### Assignment
Each line below is to be repeated exactly; any picture is to be left out.

### Supplied information
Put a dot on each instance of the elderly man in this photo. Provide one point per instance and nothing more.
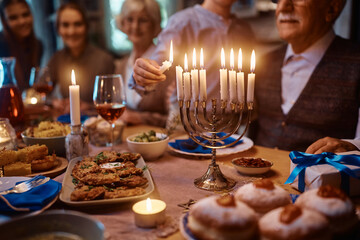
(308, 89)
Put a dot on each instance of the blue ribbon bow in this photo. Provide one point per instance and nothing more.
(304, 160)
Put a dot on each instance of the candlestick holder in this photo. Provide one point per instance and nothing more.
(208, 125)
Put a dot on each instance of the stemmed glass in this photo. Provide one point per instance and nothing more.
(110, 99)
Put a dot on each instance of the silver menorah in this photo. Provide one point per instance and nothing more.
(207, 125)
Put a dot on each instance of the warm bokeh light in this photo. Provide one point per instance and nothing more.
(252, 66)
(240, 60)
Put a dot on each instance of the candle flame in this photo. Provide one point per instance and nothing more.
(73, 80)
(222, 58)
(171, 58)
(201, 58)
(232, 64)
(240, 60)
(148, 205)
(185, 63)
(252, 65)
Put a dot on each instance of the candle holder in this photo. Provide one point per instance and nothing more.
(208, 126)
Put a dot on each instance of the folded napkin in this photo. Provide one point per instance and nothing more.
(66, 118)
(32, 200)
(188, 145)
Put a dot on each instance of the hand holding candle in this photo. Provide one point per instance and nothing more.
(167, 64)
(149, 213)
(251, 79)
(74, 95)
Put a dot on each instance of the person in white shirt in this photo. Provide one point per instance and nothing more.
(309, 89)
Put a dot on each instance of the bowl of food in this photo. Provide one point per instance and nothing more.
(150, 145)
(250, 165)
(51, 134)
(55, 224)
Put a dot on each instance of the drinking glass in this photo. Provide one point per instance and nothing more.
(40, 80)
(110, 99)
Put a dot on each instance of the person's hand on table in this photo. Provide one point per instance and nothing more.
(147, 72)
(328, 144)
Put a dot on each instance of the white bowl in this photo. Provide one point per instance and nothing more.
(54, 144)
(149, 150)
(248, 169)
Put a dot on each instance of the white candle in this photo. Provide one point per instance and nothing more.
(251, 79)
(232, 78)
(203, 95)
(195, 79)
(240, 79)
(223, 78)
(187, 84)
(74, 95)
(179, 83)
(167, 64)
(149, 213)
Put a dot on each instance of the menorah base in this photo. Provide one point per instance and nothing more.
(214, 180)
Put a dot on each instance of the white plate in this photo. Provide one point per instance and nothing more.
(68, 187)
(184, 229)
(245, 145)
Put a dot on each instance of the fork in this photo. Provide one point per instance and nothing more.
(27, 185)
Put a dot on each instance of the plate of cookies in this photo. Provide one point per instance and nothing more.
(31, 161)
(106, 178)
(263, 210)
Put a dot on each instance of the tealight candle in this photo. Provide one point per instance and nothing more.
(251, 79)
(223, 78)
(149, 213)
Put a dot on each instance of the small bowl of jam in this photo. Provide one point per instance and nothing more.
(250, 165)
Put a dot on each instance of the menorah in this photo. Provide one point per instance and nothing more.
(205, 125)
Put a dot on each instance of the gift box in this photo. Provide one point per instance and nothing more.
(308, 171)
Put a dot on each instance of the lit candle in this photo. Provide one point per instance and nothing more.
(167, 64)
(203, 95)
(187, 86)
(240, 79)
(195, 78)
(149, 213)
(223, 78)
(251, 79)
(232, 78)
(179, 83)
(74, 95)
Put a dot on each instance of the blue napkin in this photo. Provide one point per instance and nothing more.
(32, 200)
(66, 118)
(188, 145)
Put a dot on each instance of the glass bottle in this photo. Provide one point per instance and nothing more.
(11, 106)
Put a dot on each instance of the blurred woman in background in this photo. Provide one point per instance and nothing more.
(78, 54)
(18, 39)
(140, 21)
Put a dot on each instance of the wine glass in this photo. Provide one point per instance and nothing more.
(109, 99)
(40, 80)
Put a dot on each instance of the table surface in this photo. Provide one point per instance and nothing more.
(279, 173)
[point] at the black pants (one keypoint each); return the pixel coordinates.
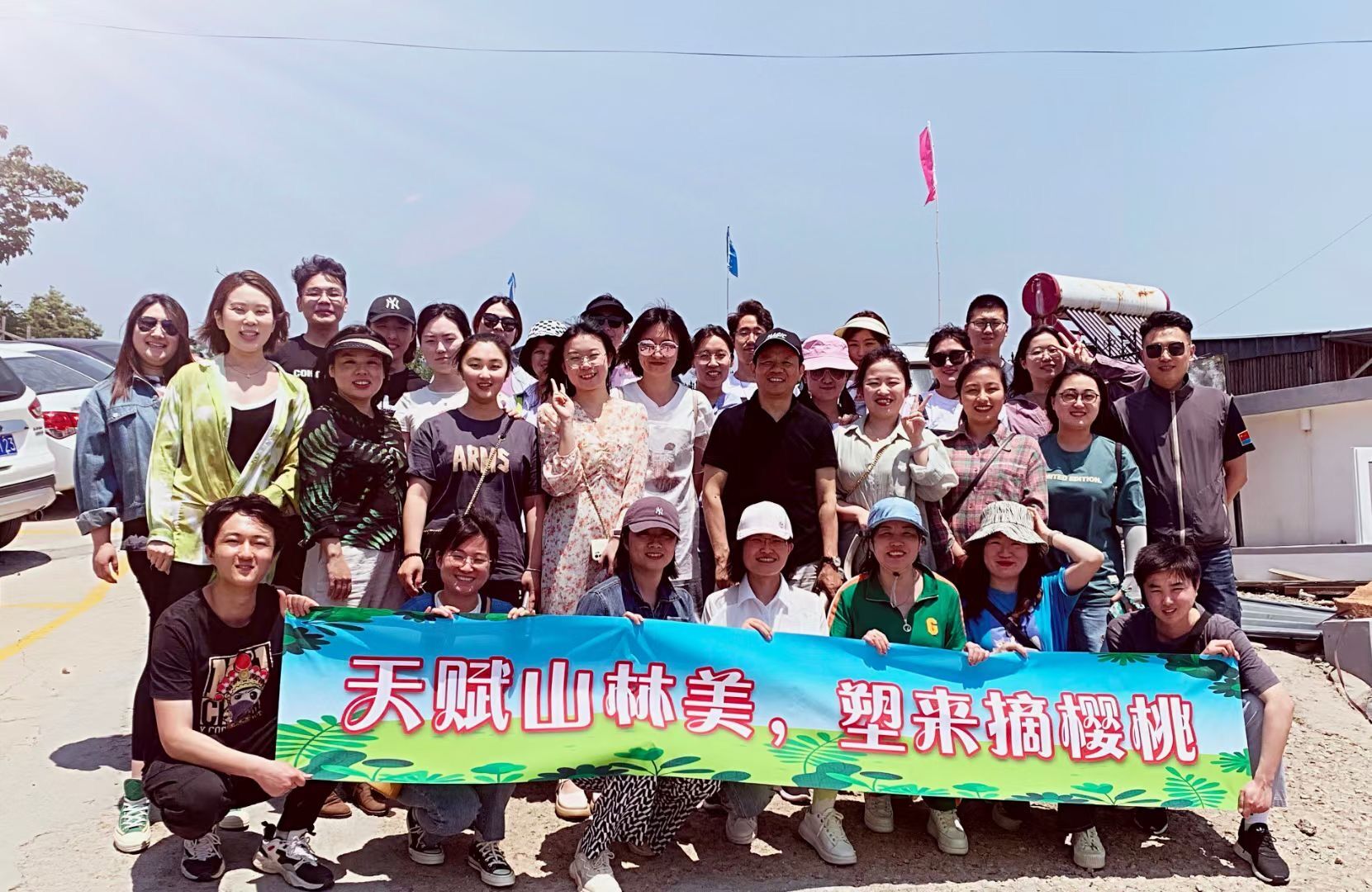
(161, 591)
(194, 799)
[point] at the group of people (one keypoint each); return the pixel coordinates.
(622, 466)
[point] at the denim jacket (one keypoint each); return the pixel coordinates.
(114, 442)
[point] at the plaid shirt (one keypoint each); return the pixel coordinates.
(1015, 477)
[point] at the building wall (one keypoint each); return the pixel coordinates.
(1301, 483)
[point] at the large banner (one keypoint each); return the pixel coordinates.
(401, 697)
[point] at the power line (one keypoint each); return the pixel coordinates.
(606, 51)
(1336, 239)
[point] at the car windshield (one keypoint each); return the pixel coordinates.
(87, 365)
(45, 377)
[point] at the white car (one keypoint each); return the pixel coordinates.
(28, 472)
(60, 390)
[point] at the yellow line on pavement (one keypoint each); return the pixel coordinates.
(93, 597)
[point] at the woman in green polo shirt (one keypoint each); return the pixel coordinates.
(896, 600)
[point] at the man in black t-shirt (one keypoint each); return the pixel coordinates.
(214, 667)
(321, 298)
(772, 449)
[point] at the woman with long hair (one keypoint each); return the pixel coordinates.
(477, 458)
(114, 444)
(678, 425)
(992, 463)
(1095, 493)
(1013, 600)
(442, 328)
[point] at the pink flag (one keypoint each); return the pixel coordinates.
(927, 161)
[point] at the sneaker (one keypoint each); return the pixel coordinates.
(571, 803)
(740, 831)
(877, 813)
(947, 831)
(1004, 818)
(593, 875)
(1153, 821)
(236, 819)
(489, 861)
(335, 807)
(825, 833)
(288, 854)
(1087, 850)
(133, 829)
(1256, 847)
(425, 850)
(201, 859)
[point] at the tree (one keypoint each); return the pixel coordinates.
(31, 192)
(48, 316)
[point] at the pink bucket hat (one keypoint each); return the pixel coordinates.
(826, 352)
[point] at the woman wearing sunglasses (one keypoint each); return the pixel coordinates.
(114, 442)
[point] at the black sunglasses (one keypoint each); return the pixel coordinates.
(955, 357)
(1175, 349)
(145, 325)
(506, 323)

### Answer to this exercise
Put a dot on each instance of the elderly man in this photo. Provide one point per instance and nothing more.
(308, 89)
Put a dot on each instance of the blue ribbon bow in this photo. Provide one point per instance and nothing more.
(304, 160)
Put a dot on each instance of the candlestick holder in this photo. Provide one point per instance and nothing more.
(208, 125)
Put a dot on each instance of the stemmed glass in this photo. Provide one point per instance and nothing more.
(110, 99)
Put a dot on each instance of the silver menorah in this photo. Provide one point per instance and nothing more.
(207, 125)
Put a dot on each instance of the warm bokeh light in this photo. Provide one point per instance and nothing more.
(252, 66)
(240, 60)
Put a dot on each instance of the candle flame in this photo. Provide one point per instance and nothing more.
(73, 80)
(222, 58)
(171, 58)
(201, 58)
(232, 64)
(240, 60)
(148, 205)
(185, 63)
(252, 65)
Put a dot on each instance of the candle holder in this photo. Provide one point per instance and nothing more.
(208, 126)
Put a dot on each instance of the folded napkin in this photo. Provide one point per instance and nothing more.
(66, 118)
(32, 200)
(188, 145)
Put a dot on each instance of the hand holding candle in this photo. Provide one point per instance and nothing more.
(167, 64)
(149, 213)
(251, 79)
(74, 95)
Put a dot on each instance of the person in white shirt in this photo. Provide one point per instance and nothing more.
(309, 89)
Put a dot on each instance of the bowl of food in this photo. Provide one point per instance and nothing more.
(150, 145)
(250, 165)
(51, 134)
(55, 224)
Put a dot on each instance of the drinking glass in this photo. Provide one point per instance and nothing more.
(40, 80)
(110, 99)
Put a dot on each instance of the person's hand on table in this photo. Provide one point per instance and nothing more.
(147, 72)
(328, 144)
Put a dot on each instance of the white bowl in this photo. Provide one point per instance and nothing more.
(54, 144)
(149, 150)
(248, 169)
Put a dot on each instance of the white candle in this photo. Provide one point per instance and nothing more.
(251, 79)
(232, 78)
(203, 95)
(195, 79)
(240, 79)
(223, 78)
(187, 84)
(74, 95)
(179, 83)
(167, 64)
(149, 213)
Put a dot on each instance of the menorah base in this photo. Provide one point per instance and nothing more.
(214, 180)
Put a dot on each instance of the white plate in this photo. Provide one point per instance and nothing more.
(68, 187)
(184, 229)
(245, 145)
Put a dot on each instance of the fork in this photo. Provide one point per instance and nothing more.
(27, 185)
Put a dot on each instance of the plate of cookies in this photo. Provide one point per instance and nothing more.
(31, 161)
(106, 178)
(263, 210)
Put a dot on each instance of the tealight candle in this photo. Provide one point per instance and nothing more.
(251, 79)
(223, 78)
(149, 213)
Put a dot on each instance of the small bowl of jam in this photo. Provide one point per instance and nothing more.
(250, 165)
Put a dot on each instance of the menorah in this photo. Provide one point per instance and nothing more.
(205, 125)
Put a dot on each instance of the gift box in this photo. Provide one point per instance and nothing more.
(308, 171)
Put a dot on each instance of the lit candle in this photo. Provide one point per instance and nothing more.
(167, 64)
(203, 95)
(187, 86)
(240, 79)
(195, 78)
(149, 213)
(223, 78)
(251, 79)
(232, 78)
(179, 83)
(74, 95)
Put a dot on each instance of the blue napkin in this photo. Provide one point per instance and nothing more.
(32, 200)
(66, 118)
(188, 145)
Put a dot on each instance of the glass bottle in this photo. Provide one point per instance and nothing more.
(11, 106)
Put a dot on each instance of the blurred woman in background in this photo. Provide one point per instance and nothing more.
(78, 54)
(18, 39)
(140, 21)
Put a dot on each instance of the wine glass in this photo. Provide one point per instance and nothing more.
(109, 99)
(40, 80)
Put a dot on each instance of the table surface in this photo. Provide one point per instance and nothing more.
(279, 173)
[point] at the black pants (one keypoint each); return the pixel coordinates.
(161, 591)
(194, 799)
[point] at the group of people (one keypoint each); return the pixel coordinates.
(622, 466)
[point] at the denim jacket (one keypoint each); return the pixel coordinates.
(114, 442)
[point] at the plaid shirt (one keypoint each); return the pixel coordinates.
(1015, 477)
[point] at the building wall (one keypoint each); return the pixel coordinates.
(1301, 483)
[point] at the large banner (one keypoint each); return the pixel coordinates.
(401, 697)
[point] at the power line (one keypoint each); return the pixel coordinates.
(606, 51)
(1336, 239)
[point] at the car windshield (one keypoint each); return the pixel coordinates.
(87, 365)
(45, 377)
[point] at the white car (one keypoint each); return the pixel coordinates.
(28, 472)
(60, 390)
[point] at the yellow line on pavement (one keypoint each); return the pixel coordinates.
(93, 597)
[point] at the woman in green polo shirt (one keypoint each); return the pixel coordinates.
(896, 600)
[point] at the man in black t-shirt (one keypoint each); return the pixel coordinates.
(214, 667)
(321, 298)
(772, 449)
[point] at the woman with long hair (one keypoint each); return the pixel coordinates.
(477, 458)
(114, 444)
(678, 425)
(992, 463)
(1095, 493)
(1013, 600)
(442, 328)
[point] at the pink flag (one keypoint each); return the pixel coordinates.
(927, 161)
[point] at the sneaker (one keypoint each); return the pixel coordinates.
(571, 803)
(740, 831)
(877, 813)
(947, 831)
(1004, 818)
(593, 875)
(1153, 821)
(236, 819)
(489, 861)
(335, 807)
(825, 833)
(288, 854)
(1087, 850)
(133, 829)
(1256, 847)
(425, 850)
(201, 859)
[point] at the tree (one keypoint each); return the pixel coordinates.
(31, 192)
(48, 316)
[point] at the pink bucket hat (one keypoint each); return the pixel coordinates.
(826, 352)
[point] at the woman wearing sunglasses (one keypoint each); return the pixel coordinates.
(114, 442)
[point] at the black sunglasses (one keypoint each); return the pixel coordinates.
(955, 357)
(1175, 349)
(145, 325)
(506, 323)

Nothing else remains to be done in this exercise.